Rows from a dataset:
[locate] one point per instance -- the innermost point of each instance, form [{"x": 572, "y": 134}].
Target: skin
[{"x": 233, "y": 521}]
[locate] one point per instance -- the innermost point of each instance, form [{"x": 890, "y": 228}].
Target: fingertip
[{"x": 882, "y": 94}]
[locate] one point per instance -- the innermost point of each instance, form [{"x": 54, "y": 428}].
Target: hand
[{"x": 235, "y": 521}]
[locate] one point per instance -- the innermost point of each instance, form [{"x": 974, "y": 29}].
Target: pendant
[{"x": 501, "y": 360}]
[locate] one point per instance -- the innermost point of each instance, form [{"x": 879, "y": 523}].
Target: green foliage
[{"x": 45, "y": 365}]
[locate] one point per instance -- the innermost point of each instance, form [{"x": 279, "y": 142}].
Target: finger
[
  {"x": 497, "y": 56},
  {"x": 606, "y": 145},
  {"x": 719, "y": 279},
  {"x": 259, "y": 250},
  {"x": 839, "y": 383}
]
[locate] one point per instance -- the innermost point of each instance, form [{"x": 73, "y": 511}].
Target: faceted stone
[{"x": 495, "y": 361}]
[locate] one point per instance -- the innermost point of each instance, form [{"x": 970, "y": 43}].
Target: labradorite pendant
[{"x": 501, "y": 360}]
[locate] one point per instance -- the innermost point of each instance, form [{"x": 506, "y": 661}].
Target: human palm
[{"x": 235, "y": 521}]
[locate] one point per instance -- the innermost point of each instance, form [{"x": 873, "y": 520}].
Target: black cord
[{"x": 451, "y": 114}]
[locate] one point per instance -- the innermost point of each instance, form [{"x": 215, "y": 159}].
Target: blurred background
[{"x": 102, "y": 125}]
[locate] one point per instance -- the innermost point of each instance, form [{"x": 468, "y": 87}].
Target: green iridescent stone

## What you will do
Report how many lines in the data above contain the string "Target", treating uppercase and lowercase letters as different. Give only the number.

## Solution to this problem
12